## [Provided passage]
* * * * * * * * *

The Times of Israel published my new article “Tackling the Question of Jewish Identity After the Jersey City Shooting”
The eternal discussion of who is a Jew recently became revamped when the attacker of the recent deadly shooting at a Jewish supermarket in Jersey City was found to be connected to the Black Hebrew Israelites.
Who Is a Jew?
If we examine Israel’s original sources, we find that Jews are a nation unlike other nations. That is, the Jewish people share no biological roots, but rather emerged from unifying based on a spiritual idea: the need to love and unite above all differences. The first instance of this unification was around 3,800 years ago in ancient Babylon where Abraham the Patriarch guided diverse groups of people to achieve such unity.
It means that if Jews unite based on this spiritual idea, and organize themselves under the supreme value “love your neighbor as yourself,” then they can be considered as a nation. Likewise, there is no basis for them to be called a nation if they make no effort to connect above the inborn selfish human nature.
When the group gathered by Abraham aspired to unite, they discovered that they hated each other, and upon the hatred, without eliminating it, learned how to love. In other words, unification was only achieved through the principle, “love will cover all transgressions.”
Why Does Hatred Appear When We Try to Come Closer to Each Other?

* * * * * * * * *

## [Record extracts]
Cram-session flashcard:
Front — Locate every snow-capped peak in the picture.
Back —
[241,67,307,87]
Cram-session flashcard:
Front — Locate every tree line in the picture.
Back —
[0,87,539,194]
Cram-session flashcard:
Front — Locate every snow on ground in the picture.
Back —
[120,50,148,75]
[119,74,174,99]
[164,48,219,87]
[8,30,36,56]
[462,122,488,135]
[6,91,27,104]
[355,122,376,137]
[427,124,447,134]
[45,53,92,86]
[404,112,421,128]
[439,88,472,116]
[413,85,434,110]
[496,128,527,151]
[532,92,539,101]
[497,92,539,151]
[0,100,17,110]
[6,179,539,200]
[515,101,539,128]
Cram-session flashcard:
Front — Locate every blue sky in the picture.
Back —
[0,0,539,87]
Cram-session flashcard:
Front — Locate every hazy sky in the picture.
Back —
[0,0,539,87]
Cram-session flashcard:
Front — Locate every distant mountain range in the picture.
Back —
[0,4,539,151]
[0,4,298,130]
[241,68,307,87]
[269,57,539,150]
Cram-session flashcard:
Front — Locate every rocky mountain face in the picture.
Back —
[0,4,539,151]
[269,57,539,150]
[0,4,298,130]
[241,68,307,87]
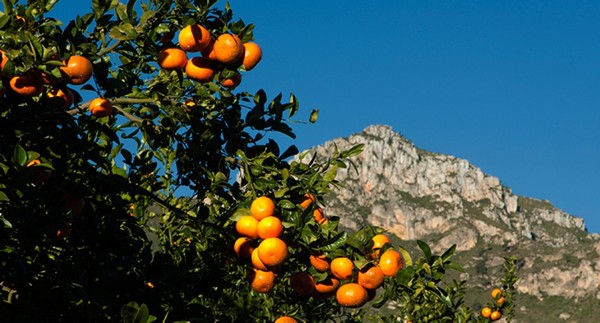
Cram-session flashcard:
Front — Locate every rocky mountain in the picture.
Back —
[298,125,600,322]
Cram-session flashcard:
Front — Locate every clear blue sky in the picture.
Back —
[52,0,600,233]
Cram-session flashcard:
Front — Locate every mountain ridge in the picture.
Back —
[298,125,600,322]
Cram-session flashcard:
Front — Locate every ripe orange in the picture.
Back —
[496,296,504,306]
[335,283,369,307]
[300,193,317,209]
[59,55,94,84]
[178,24,210,52]
[157,48,187,70]
[90,98,113,118]
[490,311,502,321]
[313,207,325,223]
[490,288,502,299]
[250,249,269,270]
[201,41,217,62]
[372,233,392,249]
[250,269,275,293]
[309,254,329,273]
[9,70,44,96]
[213,33,244,65]
[329,257,354,280]
[0,50,8,74]
[46,87,75,109]
[481,307,492,318]
[250,196,275,221]
[258,238,288,266]
[379,249,402,276]
[221,72,242,89]
[185,57,216,83]
[357,266,385,289]
[315,277,340,294]
[290,272,315,295]
[242,42,262,71]
[256,216,283,239]
[233,237,255,259]
[235,215,258,239]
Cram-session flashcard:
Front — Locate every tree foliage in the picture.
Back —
[0,0,514,322]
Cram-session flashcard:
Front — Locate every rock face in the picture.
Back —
[306,125,600,321]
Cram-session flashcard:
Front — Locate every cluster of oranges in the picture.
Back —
[481,288,505,321]
[157,24,262,89]
[0,50,113,117]
[234,196,288,293]
[234,194,403,320]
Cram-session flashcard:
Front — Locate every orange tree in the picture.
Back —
[0,0,508,322]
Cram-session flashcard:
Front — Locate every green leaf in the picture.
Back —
[321,231,348,251]
[27,33,44,59]
[277,200,296,210]
[398,246,413,267]
[0,216,12,229]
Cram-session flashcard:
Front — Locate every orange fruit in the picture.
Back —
[46,87,75,109]
[258,238,288,266]
[250,269,275,293]
[0,50,8,74]
[300,193,317,209]
[59,55,94,84]
[315,277,340,294]
[9,70,44,96]
[379,249,402,276]
[256,216,283,239]
[201,41,217,62]
[496,296,504,306]
[371,233,392,249]
[157,48,187,70]
[185,57,216,83]
[313,207,325,223]
[235,215,258,239]
[308,254,329,273]
[357,266,385,289]
[481,307,492,318]
[233,237,255,259]
[40,71,60,85]
[213,33,244,65]
[90,98,113,118]
[335,283,369,307]
[490,311,502,321]
[178,24,210,52]
[221,72,242,89]
[242,42,262,71]
[490,288,502,299]
[250,196,275,221]
[250,248,269,270]
[329,257,354,280]
[290,272,315,295]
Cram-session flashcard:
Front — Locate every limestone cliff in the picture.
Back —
[306,125,600,321]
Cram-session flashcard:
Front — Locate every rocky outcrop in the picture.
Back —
[305,125,600,322]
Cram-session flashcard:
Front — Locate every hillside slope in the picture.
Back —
[307,125,600,322]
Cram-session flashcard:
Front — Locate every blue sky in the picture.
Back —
[230,0,600,233]
[51,0,600,233]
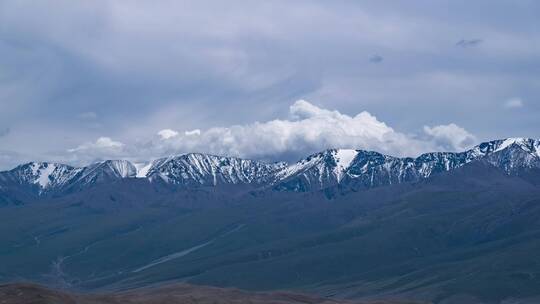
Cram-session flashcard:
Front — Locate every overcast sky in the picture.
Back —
[0,0,540,169]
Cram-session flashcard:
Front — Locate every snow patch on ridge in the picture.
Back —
[334,149,358,182]
[32,163,56,189]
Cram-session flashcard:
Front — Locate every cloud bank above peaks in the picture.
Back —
[68,100,476,161]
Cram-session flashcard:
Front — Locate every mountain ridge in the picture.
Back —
[0,138,540,202]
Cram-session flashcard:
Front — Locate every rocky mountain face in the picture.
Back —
[0,138,540,200]
[145,153,286,186]
[274,138,540,192]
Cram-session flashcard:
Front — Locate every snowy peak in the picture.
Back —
[0,138,540,197]
[10,162,78,192]
[146,153,283,186]
[333,149,358,182]
[274,138,540,192]
[274,149,359,191]
[69,160,137,187]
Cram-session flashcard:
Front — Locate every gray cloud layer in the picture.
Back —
[0,0,540,167]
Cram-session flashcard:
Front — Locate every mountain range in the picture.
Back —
[0,138,540,202]
[0,138,540,304]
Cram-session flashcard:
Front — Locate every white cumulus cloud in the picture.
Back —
[158,129,178,139]
[424,123,476,151]
[64,100,476,165]
[504,97,523,109]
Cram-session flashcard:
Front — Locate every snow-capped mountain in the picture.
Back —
[273,138,540,192]
[0,138,540,201]
[0,160,137,197]
[145,153,285,186]
[273,149,360,191]
[0,162,80,195]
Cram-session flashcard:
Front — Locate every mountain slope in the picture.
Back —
[274,138,540,192]
[0,138,540,204]
[146,153,284,187]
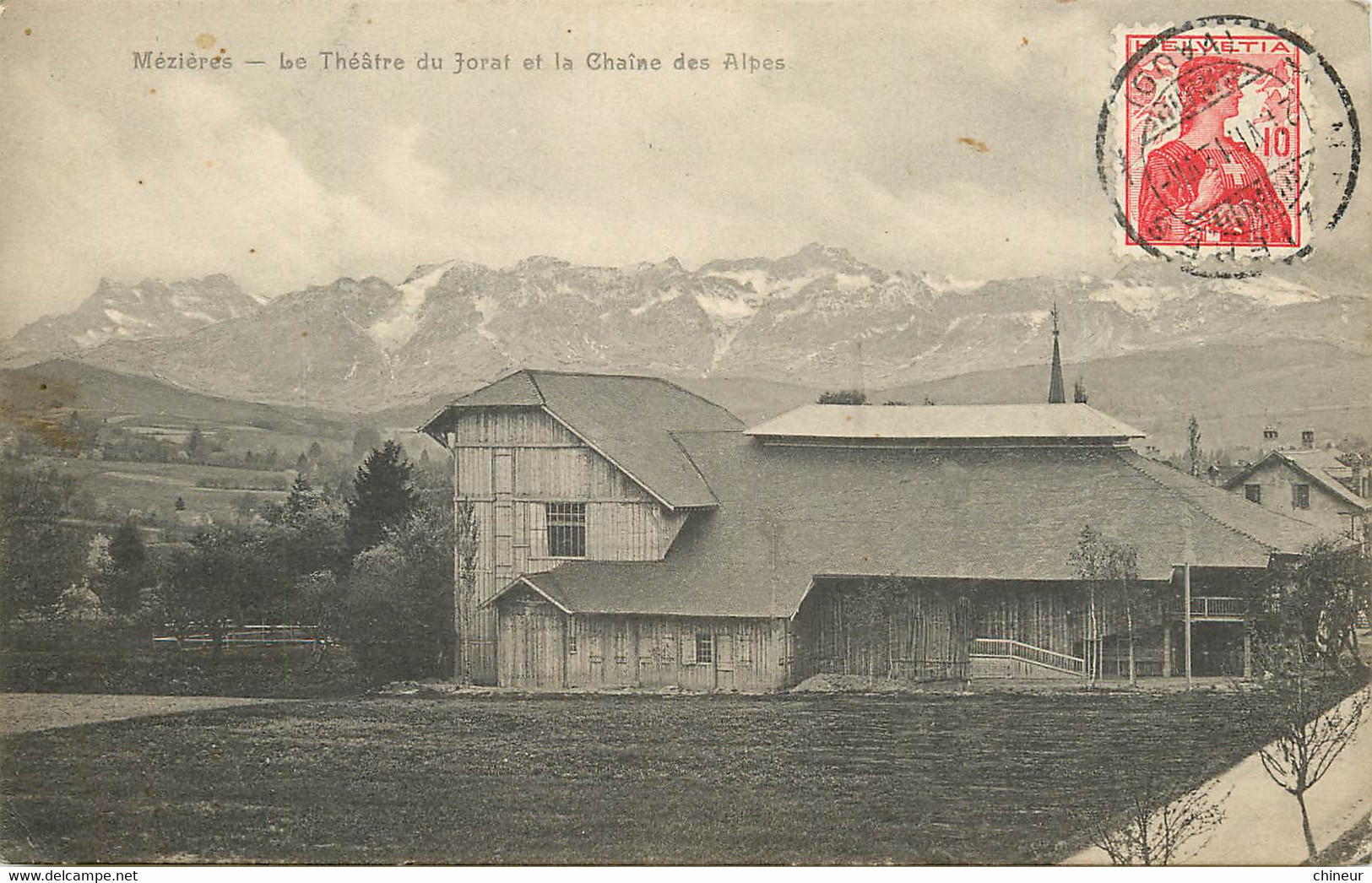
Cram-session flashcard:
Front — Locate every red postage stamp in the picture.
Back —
[1121,30,1306,257]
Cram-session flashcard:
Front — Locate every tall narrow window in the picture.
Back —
[696,630,715,665]
[547,503,586,558]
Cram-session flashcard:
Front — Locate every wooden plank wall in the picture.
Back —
[448,407,687,684]
[794,580,973,680]
[498,593,788,692]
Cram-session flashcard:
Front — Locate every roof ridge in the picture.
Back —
[1115,448,1273,553]
[518,367,547,407]
[1273,451,1372,507]
[667,429,730,506]
[520,367,744,424]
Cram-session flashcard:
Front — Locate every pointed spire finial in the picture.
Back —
[1049,301,1067,404]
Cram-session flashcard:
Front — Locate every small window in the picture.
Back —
[547,503,586,558]
[696,631,715,665]
[734,622,753,665]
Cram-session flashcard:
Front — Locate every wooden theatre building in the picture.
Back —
[423,371,1315,691]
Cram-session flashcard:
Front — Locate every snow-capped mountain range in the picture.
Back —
[0,246,1372,411]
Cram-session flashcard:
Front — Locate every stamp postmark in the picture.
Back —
[1096,15,1359,275]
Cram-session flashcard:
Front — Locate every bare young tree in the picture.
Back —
[1088,783,1229,865]
[1258,673,1369,859]
[1187,414,1201,477]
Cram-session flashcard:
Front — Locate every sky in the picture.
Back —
[0,0,1372,334]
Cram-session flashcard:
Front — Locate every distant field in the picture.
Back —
[0,694,1275,864]
[37,458,295,518]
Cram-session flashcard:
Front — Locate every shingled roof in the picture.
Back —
[488,431,1319,617]
[746,404,1143,443]
[420,369,742,509]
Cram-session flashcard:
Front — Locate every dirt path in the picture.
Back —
[1063,691,1372,865]
[0,692,281,736]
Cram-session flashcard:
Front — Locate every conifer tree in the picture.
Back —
[346,439,419,555]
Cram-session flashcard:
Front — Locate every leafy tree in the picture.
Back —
[1258,668,1369,861]
[285,474,324,516]
[1258,539,1372,670]
[346,439,419,555]
[818,389,867,404]
[108,520,149,613]
[262,493,351,582]
[340,506,475,680]
[0,468,83,619]
[158,528,288,653]
[1187,414,1201,477]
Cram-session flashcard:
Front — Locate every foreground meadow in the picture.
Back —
[0,694,1295,864]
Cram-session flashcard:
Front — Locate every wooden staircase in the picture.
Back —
[968,637,1087,680]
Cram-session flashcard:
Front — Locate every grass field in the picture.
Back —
[0,694,1295,864]
[35,458,295,523]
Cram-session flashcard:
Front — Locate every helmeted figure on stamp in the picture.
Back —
[1136,57,1295,246]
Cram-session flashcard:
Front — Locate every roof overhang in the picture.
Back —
[476,573,575,615]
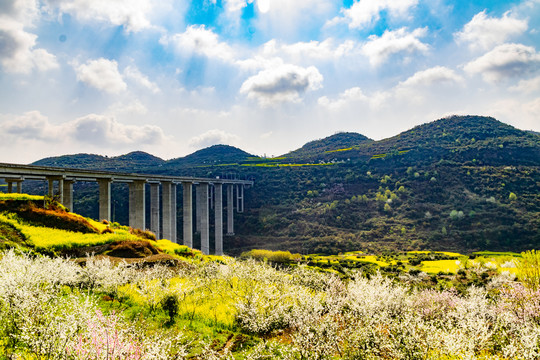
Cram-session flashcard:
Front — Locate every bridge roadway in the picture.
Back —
[0,163,253,255]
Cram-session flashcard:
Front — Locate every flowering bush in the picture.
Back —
[0,251,540,359]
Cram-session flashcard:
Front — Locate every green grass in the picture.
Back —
[0,193,45,201]
[472,251,521,257]
[419,260,461,274]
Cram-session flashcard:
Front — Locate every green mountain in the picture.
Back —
[25,116,540,254]
[165,145,253,168]
[283,132,373,158]
[32,151,165,172]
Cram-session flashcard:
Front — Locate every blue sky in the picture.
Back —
[0,0,540,163]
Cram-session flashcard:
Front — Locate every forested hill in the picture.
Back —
[283,132,373,158]
[32,151,165,172]
[25,116,540,254]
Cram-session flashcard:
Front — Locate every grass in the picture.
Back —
[407,251,464,257]
[420,260,461,274]
[0,193,45,201]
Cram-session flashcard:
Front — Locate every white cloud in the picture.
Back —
[47,0,153,32]
[106,100,148,116]
[160,25,236,62]
[510,76,540,94]
[399,66,464,87]
[0,111,166,148]
[318,87,369,110]
[75,58,127,94]
[70,114,165,147]
[240,64,323,106]
[454,10,528,50]
[463,44,540,82]
[0,9,58,74]
[362,28,429,66]
[124,66,160,94]
[328,0,418,29]
[262,38,357,62]
[188,129,240,149]
[254,0,339,39]
[0,111,58,143]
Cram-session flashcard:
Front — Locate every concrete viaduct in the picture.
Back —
[0,163,253,255]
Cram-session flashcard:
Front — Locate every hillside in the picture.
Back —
[32,151,165,172]
[283,132,373,158]
[16,116,540,254]
[165,145,253,168]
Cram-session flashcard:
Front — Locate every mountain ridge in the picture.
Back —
[32,115,540,170]
[25,116,540,254]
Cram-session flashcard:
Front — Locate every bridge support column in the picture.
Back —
[214,184,223,255]
[129,180,146,230]
[236,184,244,212]
[150,183,160,239]
[47,178,54,197]
[182,182,193,248]
[98,179,112,221]
[161,181,173,241]
[5,179,23,194]
[195,185,201,234]
[62,180,75,211]
[197,183,210,255]
[47,176,64,204]
[227,184,234,236]
[171,183,178,243]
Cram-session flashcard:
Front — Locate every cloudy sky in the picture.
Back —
[0,0,540,163]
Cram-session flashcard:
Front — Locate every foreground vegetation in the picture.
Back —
[0,250,540,359]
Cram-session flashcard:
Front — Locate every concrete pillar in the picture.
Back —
[208,186,214,209]
[236,184,244,212]
[5,179,23,194]
[58,178,64,204]
[47,178,54,197]
[197,183,210,255]
[161,181,172,241]
[129,180,146,230]
[98,179,112,221]
[171,183,178,242]
[62,180,75,211]
[214,184,223,255]
[195,185,201,233]
[182,182,193,248]
[227,184,234,236]
[150,183,160,239]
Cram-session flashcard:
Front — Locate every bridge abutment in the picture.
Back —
[129,180,146,230]
[182,182,193,248]
[0,163,253,255]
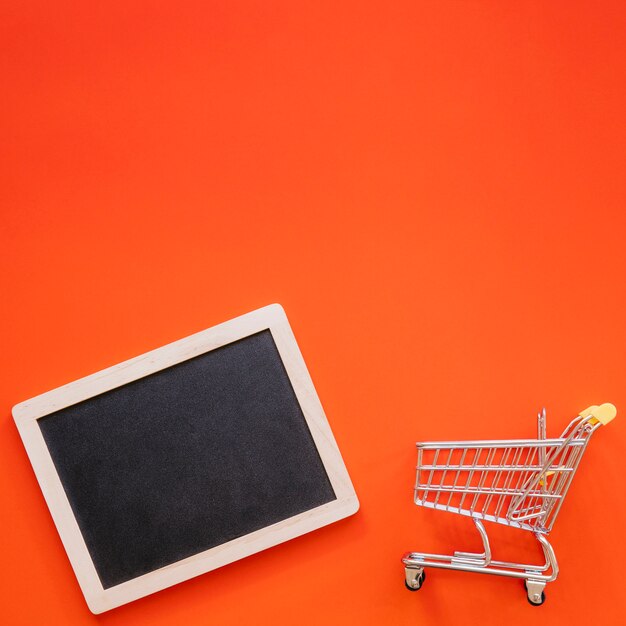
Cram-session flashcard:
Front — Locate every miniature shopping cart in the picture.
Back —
[402,403,617,606]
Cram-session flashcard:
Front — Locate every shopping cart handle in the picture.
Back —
[579,402,617,426]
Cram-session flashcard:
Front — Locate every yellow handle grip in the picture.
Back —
[579,402,617,426]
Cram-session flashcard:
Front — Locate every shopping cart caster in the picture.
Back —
[524,579,546,606]
[404,567,426,591]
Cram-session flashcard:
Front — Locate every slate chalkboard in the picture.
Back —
[13,305,359,613]
[39,330,335,589]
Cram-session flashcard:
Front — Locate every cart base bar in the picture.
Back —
[402,519,559,605]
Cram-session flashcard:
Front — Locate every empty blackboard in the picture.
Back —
[14,305,358,612]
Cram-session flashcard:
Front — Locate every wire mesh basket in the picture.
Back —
[402,403,617,605]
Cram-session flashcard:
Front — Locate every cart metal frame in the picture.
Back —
[402,403,617,606]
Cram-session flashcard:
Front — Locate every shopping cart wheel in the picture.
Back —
[524,580,546,606]
[404,567,426,591]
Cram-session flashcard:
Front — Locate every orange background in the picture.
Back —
[0,0,626,626]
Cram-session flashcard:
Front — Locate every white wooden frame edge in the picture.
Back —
[12,304,359,613]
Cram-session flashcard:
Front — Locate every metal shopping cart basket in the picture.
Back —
[402,403,617,606]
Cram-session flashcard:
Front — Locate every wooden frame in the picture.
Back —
[13,304,359,613]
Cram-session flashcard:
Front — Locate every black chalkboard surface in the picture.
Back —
[13,305,359,613]
[39,330,335,589]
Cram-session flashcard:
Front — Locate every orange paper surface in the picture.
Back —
[0,0,626,626]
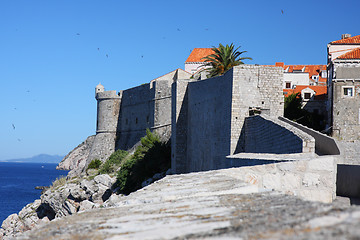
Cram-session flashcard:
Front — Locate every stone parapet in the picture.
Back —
[244,115,315,154]
[227,153,337,203]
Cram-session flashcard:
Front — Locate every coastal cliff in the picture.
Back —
[56,135,95,176]
[4,168,360,239]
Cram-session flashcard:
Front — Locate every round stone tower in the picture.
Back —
[95,84,121,133]
[85,84,121,169]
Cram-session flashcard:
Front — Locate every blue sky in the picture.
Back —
[0,0,360,160]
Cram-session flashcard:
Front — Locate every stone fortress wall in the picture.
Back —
[172,65,286,173]
[82,65,354,202]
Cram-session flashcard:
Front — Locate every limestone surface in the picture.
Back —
[18,169,360,240]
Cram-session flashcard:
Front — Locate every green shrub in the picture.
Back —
[50,176,66,190]
[87,159,102,169]
[99,150,129,174]
[115,129,171,194]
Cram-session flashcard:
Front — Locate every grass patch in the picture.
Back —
[115,129,171,194]
[87,159,102,169]
[99,150,129,174]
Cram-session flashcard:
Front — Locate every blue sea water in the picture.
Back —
[0,162,68,225]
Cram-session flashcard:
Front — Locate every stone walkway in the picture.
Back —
[18,169,360,240]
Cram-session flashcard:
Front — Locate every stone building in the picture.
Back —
[283,85,327,117]
[327,34,360,141]
[185,48,214,74]
[87,69,191,167]
[272,62,327,89]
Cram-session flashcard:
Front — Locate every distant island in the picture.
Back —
[0,154,64,163]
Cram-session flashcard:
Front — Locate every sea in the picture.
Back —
[0,162,68,226]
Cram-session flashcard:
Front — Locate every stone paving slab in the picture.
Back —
[18,169,360,240]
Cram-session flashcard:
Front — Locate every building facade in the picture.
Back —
[327,34,360,141]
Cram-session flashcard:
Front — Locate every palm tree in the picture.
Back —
[202,43,252,77]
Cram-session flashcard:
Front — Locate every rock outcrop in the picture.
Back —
[9,169,360,239]
[56,135,95,176]
[0,174,116,239]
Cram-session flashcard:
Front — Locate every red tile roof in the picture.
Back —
[337,48,360,59]
[283,85,327,100]
[270,62,327,84]
[331,35,360,44]
[185,48,214,63]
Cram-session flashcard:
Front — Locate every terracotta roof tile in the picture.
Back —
[283,85,327,100]
[331,35,360,44]
[270,62,327,84]
[185,48,214,63]
[337,48,360,59]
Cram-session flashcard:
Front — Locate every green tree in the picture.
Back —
[202,43,252,77]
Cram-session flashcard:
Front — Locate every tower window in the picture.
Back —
[342,86,354,97]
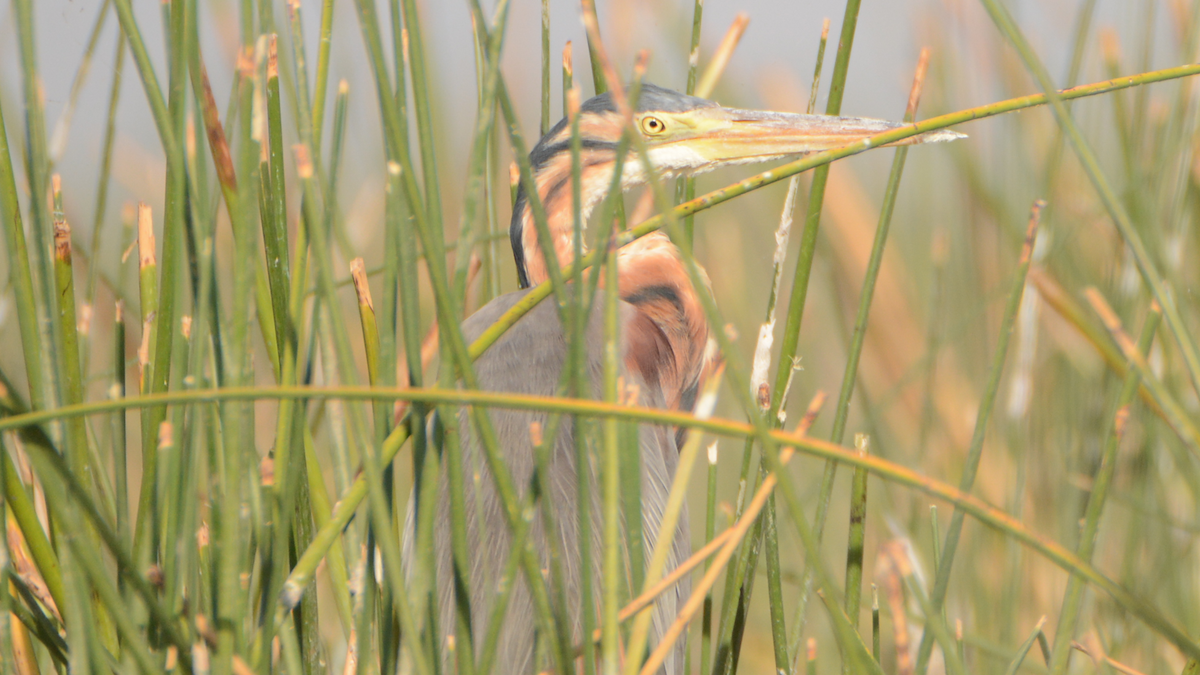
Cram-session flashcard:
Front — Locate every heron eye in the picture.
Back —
[642,117,667,136]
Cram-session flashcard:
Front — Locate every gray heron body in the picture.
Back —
[406,84,959,675]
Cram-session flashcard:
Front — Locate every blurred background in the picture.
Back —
[0,0,1200,673]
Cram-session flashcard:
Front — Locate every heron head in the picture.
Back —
[510,84,962,288]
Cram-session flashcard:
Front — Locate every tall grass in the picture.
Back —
[0,0,1200,675]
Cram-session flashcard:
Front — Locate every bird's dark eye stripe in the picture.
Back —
[622,286,683,313]
[529,138,617,173]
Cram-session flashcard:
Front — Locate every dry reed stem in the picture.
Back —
[138,202,157,269]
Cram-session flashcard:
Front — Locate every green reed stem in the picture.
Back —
[904,566,966,675]
[564,86,600,675]
[0,93,46,410]
[7,379,1200,657]
[1004,617,1045,675]
[770,6,860,648]
[917,199,1045,675]
[84,29,125,314]
[700,441,716,675]
[980,0,1200,393]
[1050,309,1162,675]
[274,61,1200,643]
[312,0,336,148]
[402,0,444,230]
[472,60,1200,372]
[538,0,549,136]
[455,0,511,301]
[846,434,871,629]
[13,0,61,407]
[770,0,860,420]
[0,441,66,607]
[676,0,707,243]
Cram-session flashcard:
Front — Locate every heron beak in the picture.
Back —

* * * * * * * * *

## [Task item]
Rewrite the article on Jewish identity, starting with "It means that" and going on through "selfish human nature.", with "nation" replaced by "people".

## [Answer box]
It means that if Jews unite based on this spiritual idea, and organize themselves under the supreme value “love your neighbor as yourself,” then they can be considered as a people. Likewise, there is no basis for them to be called a people if they make no effort to connect above the inborn selfish human nature.